**PROBLEM STATEMENT:** Exact repetition is the task: copy every entry below.

(Saved entries)
= = = = = = =

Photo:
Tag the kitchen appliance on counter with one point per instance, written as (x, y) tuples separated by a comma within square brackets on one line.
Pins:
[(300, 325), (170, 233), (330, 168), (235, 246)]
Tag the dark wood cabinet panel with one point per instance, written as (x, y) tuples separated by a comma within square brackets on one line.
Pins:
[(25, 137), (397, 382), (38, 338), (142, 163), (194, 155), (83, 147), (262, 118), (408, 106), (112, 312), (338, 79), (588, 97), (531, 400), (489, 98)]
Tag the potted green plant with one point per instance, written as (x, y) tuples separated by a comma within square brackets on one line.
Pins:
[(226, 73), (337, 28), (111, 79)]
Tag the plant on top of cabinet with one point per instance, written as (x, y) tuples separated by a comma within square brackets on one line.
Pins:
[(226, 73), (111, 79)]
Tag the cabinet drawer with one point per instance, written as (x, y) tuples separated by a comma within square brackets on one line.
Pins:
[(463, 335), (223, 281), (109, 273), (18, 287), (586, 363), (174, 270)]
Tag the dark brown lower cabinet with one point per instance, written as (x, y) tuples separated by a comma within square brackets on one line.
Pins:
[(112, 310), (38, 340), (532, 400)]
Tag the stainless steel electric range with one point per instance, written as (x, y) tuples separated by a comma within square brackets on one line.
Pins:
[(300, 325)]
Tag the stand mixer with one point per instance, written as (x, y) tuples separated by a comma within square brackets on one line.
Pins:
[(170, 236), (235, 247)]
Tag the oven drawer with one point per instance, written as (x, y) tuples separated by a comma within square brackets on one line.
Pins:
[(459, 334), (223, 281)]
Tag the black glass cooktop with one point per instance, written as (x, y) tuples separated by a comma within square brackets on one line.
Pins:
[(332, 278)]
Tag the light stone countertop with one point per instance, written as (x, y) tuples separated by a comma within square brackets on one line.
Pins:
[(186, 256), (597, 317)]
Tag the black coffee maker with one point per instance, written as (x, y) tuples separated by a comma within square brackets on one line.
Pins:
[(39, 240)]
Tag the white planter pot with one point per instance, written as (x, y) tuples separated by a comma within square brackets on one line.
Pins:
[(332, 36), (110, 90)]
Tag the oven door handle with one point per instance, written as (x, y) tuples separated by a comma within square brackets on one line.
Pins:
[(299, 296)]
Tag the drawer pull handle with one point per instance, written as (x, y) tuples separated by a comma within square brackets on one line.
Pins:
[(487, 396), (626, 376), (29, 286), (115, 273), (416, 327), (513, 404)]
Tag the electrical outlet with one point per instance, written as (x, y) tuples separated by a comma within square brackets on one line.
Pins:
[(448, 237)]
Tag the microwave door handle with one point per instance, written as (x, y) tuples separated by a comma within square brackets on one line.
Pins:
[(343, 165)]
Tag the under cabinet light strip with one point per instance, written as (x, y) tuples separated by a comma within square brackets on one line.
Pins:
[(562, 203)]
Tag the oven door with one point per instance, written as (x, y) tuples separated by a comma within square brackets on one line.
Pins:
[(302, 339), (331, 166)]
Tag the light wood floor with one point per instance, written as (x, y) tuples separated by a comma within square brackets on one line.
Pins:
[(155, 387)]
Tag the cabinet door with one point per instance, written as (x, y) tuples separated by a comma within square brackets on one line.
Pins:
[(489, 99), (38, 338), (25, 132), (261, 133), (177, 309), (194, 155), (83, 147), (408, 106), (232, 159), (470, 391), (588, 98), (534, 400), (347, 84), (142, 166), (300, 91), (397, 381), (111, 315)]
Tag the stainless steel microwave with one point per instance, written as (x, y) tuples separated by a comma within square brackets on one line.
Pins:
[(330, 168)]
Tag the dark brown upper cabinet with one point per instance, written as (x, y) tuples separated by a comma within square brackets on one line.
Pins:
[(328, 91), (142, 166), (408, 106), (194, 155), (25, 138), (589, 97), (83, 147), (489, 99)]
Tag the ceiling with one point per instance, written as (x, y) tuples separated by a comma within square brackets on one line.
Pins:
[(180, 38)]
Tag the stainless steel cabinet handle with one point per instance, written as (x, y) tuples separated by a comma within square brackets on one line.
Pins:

= = = = = = =

**TASK OUTPUT:**
Photo:
Tag the kitchen appliance on counter with one point per instance, written as (x, y) tuples separated by a comma within square brackets on one line.
Pins:
[(300, 325), (170, 233), (330, 168), (235, 246)]
Tag the dark wood cabinet panel with one point per instance, written as (x, y) tuples separated by a comma within square brackets on one line.
Pins:
[(25, 137), (397, 382), (38, 338), (142, 163), (194, 155), (83, 147), (262, 118), (408, 106), (112, 312), (338, 79), (588, 97), (531, 400), (489, 98)]
Tag the potted green plant with one point per instance, written as (x, y) tuples separated by a comma within square brackets on one line.
Pins:
[(226, 73), (337, 28), (111, 79)]
Tag the plant on top of cabinet with one point per instance, written as (x, y) tuples separated by a comma within square brackets on one line.
Pins:
[(226, 73), (111, 79)]
Tag the cabinet drawer with one point per instance, written as (x, y) tuples separated by a comma within square brackets on one line.
Pins:
[(463, 335), (223, 281), (109, 273), (18, 287), (586, 363), (174, 270)]
Tag the dark brown lower cabinet with one point per instance, written as (x, y) tuples separated by a comma within square brackets on one line.
Pins:
[(112, 310), (38, 340), (532, 400)]
Tag the stainless steel electric range with one point per instance, written as (x, y) tuples separated by a comma within square brackets on one line.
Pins:
[(300, 325)]
Tag the stand mixer with one point per instance, written as (x, y) tuples separated by a comma within square brackets on one line.
Pins:
[(170, 236), (235, 247)]
Tag the oven drawer with one point per instance, written as (x, y) tuples separated by a comma within square brackets on one line.
Pins:
[(459, 334), (223, 281)]
Tag the black glass cooktop with one point per instance, written as (x, y) tuples separated by a comma within square brackets on one line.
Pins:
[(332, 278)]
Tag the light stone countertop with one point per instance, written as (x, y) tuples separated by a comma within square brackets on one line.
Pins:
[(186, 256), (597, 317)]
Tag the black coffee maker with one point per instance, written as (x, y) tuples separated by a comma within square brackets on one line.
Pins:
[(39, 240)]
Tag the white planter pot with one point per instance, written as (x, y) tuples separated by a comma within square brackets on one line.
Pins:
[(332, 36), (110, 90)]
Tag the oven door handle with one point per instance, written as (x, y) tuples separated by a comma within square brackets on one line.
Pins:
[(299, 296)]
Tag the drawer pull handle with one point per instance, written as (x, y) tuples separated by a comma within square brackets on one line.
Pins:
[(487, 396), (626, 376), (29, 286), (115, 273), (416, 327), (513, 404)]
Tag the electrical outlet with one point per instance, written as (x, y) tuples separated by a comma within square brackets on one line.
Pins:
[(448, 237)]
Tag the microwave door handle with one point per instance, written as (x, y) tuples separated by a comma within square brackets on one line.
Pins:
[(343, 165)]
Tag the under cabinet light strip with one point per instance, written as (x, y) tuples separated by a comma within square brackets on one line.
Pins:
[(562, 203)]
Tag the oven door with one point per instance, written as (x, y) tuples separated by a comma within square brackets on one line.
Pins:
[(302, 339), (331, 166)]
Tag the light wood floor with one point per instance, written as (x, y) tuples separated by a comma within square brackets on one line.
Pins:
[(155, 387)]
Tag the cabinet door with one point per instance, written as (x, y) tuples separated by a comma within square brackets on one line.
Pins:
[(489, 99), (38, 338), (25, 132), (261, 133), (177, 309), (194, 155), (83, 147), (408, 106), (232, 159), (470, 391), (588, 98), (534, 400), (347, 84), (142, 166), (300, 91), (397, 381), (111, 315)]
Tag the stainless steel microwave with one point per instance, written as (x, y) tuples separated by a comma within square brackets on one line.
Pins:
[(330, 168)]
Tag the dark brown upper cabinet with one point per instance, written as (x, y) tuples separated by a comma within square brackets on one line.
Pins:
[(328, 91), (142, 166), (408, 106), (194, 155), (25, 138), (589, 97), (83, 147), (489, 99)]
Tag the ceiling with one point per instance, written as (x, y) tuples separated by a comma within square brackets on one line.
Pins:
[(180, 38)]
Tag the stainless steel cabinet handle with one point per instance, written as (x, y) tuples separated by a comma within square brackets on one line.
Pins:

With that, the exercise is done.